[Items on locating named things]
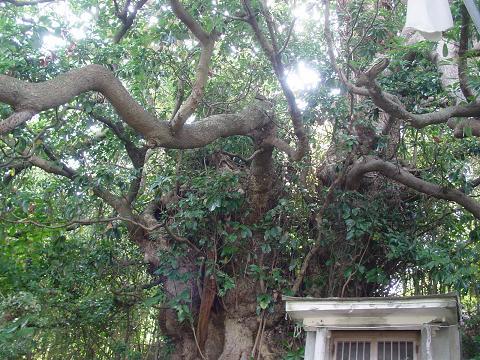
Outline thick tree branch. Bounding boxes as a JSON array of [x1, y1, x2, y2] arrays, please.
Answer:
[[243, 0, 309, 161], [346, 157, 480, 219], [170, 0, 219, 134], [0, 65, 271, 149]]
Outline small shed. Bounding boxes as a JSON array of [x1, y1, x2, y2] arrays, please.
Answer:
[[283, 294, 461, 360]]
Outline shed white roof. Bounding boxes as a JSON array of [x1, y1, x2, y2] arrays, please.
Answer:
[[283, 294, 459, 329]]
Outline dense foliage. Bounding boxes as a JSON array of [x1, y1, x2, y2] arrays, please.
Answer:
[[0, 0, 480, 359]]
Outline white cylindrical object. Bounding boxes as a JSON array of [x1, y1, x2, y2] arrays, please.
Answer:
[[405, 0, 453, 40]]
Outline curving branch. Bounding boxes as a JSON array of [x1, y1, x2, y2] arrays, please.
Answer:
[[346, 157, 480, 219], [170, 0, 220, 134], [323, 0, 480, 136], [0, 65, 271, 149]]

* _The exercise_
Copy every item above word for word, leaving out the pictures.

* _Answer for this exercise_
Outline thick tree branch. Bounding boxes as a JSON array of [x1, y1, x2, y2] arrays, please.
Answer:
[[243, 0, 309, 161], [346, 157, 480, 219], [170, 0, 219, 134], [0, 65, 271, 149]]
Outline small shed. Bounding boxes as a JSON array of [x1, y1, x2, y2] arrays, please.
Answer:
[[283, 294, 461, 360]]
Outline shed white roof. Bounding boxes as a JSON array of [x1, y1, x2, y2] arrays, please.
Answer:
[[283, 294, 459, 329]]
Outline dense foliage. Bounding boxes as a JSON array of [x1, y1, x2, y2] arrays, please.
Answer:
[[0, 0, 480, 359]]
Outline white cylindrical object. Bounding boxes as a JSON array of [x1, y1, x2, y2] arrays, please.
Answer:
[[405, 0, 453, 40]]
Outline curving branch. Bounding boxes as a JSON array of [x1, y1, x2, y2] arrays, please.
Answer:
[[346, 157, 480, 219], [170, 0, 220, 134], [323, 0, 480, 136], [0, 65, 271, 149]]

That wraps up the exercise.